Referring expression data
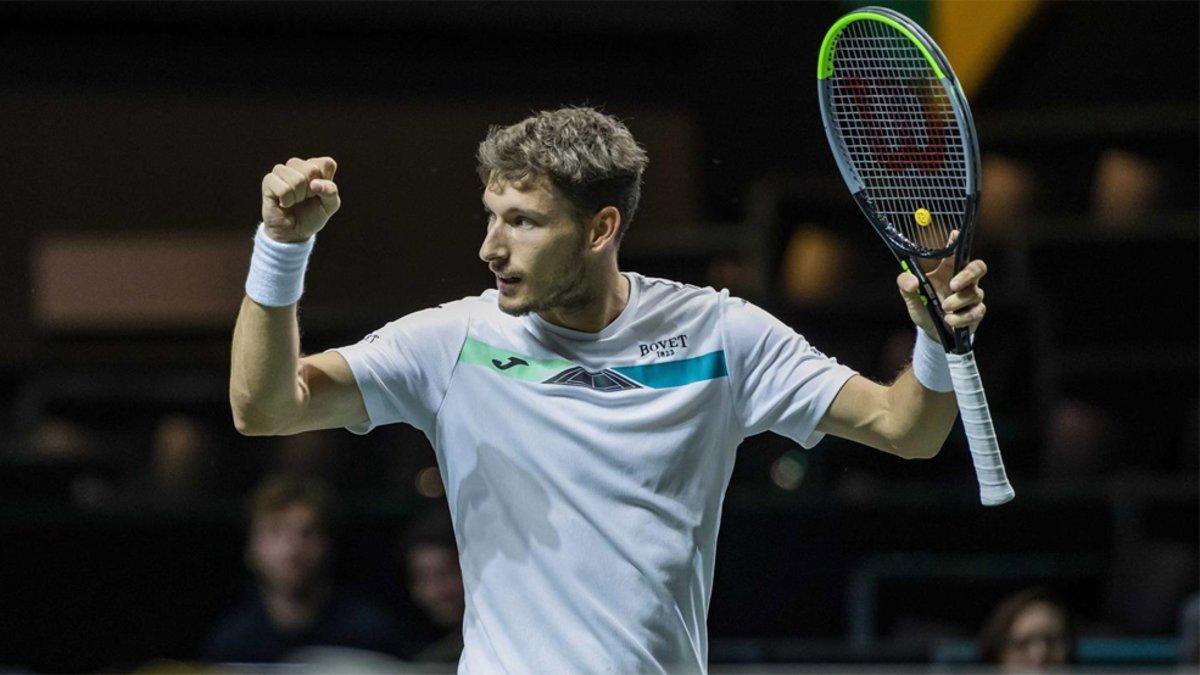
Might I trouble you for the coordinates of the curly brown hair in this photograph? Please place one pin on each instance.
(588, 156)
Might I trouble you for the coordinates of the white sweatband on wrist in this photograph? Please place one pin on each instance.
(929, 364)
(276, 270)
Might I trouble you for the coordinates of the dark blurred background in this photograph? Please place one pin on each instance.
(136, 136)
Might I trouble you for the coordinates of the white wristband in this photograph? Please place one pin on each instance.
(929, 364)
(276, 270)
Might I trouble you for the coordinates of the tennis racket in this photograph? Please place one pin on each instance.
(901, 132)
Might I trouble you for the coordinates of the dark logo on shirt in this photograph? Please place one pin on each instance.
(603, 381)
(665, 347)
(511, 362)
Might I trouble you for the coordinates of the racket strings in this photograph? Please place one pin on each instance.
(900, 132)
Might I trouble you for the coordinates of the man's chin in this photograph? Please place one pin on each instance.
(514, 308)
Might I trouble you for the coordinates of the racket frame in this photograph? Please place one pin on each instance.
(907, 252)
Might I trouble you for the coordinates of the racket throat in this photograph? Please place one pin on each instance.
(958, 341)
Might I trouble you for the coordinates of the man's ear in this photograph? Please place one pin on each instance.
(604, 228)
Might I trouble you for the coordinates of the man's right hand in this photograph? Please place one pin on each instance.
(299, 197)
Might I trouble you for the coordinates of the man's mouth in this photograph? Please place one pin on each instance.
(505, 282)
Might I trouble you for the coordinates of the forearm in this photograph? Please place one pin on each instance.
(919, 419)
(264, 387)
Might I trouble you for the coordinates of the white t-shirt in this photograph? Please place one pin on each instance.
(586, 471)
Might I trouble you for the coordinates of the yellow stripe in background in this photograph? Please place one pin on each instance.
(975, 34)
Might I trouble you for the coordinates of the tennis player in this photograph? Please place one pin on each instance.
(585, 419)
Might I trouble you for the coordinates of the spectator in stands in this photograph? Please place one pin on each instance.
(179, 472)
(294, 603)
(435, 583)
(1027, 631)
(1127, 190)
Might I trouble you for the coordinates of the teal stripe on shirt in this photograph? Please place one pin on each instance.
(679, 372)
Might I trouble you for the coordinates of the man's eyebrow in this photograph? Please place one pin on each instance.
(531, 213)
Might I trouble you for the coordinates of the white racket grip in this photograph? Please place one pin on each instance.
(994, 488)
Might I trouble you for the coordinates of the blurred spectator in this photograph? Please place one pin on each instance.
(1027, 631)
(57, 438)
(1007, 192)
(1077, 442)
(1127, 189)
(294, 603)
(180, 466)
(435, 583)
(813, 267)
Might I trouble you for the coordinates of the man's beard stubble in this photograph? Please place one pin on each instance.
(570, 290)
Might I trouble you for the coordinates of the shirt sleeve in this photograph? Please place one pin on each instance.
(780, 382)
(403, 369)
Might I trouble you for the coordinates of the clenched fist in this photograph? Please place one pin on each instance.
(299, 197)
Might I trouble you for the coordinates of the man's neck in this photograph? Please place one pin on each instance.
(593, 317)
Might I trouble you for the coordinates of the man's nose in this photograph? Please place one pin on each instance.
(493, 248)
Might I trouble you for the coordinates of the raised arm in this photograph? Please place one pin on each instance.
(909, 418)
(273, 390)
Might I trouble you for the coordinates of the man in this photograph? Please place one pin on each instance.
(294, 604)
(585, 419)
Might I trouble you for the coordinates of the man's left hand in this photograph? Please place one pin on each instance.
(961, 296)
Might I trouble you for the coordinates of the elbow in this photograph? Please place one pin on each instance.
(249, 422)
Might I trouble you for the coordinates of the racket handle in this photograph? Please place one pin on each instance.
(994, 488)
...
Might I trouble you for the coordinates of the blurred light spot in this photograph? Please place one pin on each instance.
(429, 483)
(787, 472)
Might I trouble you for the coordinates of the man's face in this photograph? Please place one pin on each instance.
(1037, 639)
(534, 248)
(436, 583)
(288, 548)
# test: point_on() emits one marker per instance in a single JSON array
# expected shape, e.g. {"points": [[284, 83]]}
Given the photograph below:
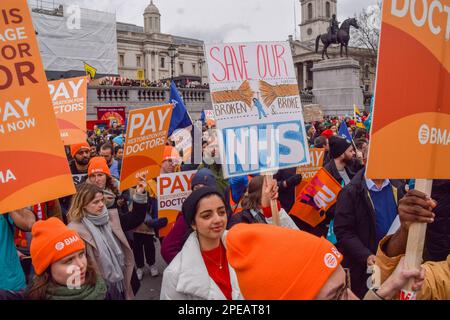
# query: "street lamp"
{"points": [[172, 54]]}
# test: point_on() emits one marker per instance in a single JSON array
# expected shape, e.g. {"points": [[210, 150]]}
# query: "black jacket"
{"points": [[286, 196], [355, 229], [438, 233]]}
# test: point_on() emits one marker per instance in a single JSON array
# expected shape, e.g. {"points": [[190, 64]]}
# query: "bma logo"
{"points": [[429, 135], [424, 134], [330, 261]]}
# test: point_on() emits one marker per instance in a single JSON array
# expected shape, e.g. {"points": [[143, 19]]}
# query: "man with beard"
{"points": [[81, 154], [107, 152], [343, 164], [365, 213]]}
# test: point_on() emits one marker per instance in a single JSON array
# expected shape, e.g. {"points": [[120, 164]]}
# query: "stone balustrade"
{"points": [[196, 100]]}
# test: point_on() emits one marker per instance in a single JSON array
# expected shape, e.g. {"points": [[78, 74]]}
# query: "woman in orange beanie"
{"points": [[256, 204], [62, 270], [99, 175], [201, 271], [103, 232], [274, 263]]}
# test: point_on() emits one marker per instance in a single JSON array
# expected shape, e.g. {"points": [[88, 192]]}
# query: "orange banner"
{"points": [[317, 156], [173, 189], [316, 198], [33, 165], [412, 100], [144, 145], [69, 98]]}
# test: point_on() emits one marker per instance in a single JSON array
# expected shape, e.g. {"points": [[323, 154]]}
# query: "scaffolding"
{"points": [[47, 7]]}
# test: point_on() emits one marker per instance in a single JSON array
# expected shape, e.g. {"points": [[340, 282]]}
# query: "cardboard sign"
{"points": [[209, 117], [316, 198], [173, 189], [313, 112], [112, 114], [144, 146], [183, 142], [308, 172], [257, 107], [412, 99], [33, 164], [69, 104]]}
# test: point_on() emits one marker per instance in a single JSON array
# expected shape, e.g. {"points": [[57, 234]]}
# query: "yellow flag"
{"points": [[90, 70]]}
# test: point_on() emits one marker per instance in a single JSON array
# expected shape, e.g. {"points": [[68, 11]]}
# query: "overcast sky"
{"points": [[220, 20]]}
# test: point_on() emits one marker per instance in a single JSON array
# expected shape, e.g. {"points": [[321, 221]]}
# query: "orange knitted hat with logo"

> _Task requirements_: Pull out every line of the records that includes the string "expected".

> _Response to the exercise_:
# expected shape, e.g. {"points": [[284, 83]]}
# expected shape, e.g. {"points": [[210, 150]]}
# expected shape, e.g. {"points": [[190, 64]]}
# expected shape, e.g. {"points": [[143, 19]]}
# expected shape, e.g. {"points": [[120, 164]]}
# expected shape, e.g. {"points": [[78, 74]]}
# expected shape, e.g. {"points": [[88, 192]]}
# expected shape, e.g. {"points": [[323, 154]]}
# expected shape, e.g. {"points": [[340, 282]]}
# expected shape, e.g. {"points": [[57, 234]]}
# expected shape, e.g. {"points": [[68, 11]]}
# expected shape, e.g. {"points": [[321, 221]]}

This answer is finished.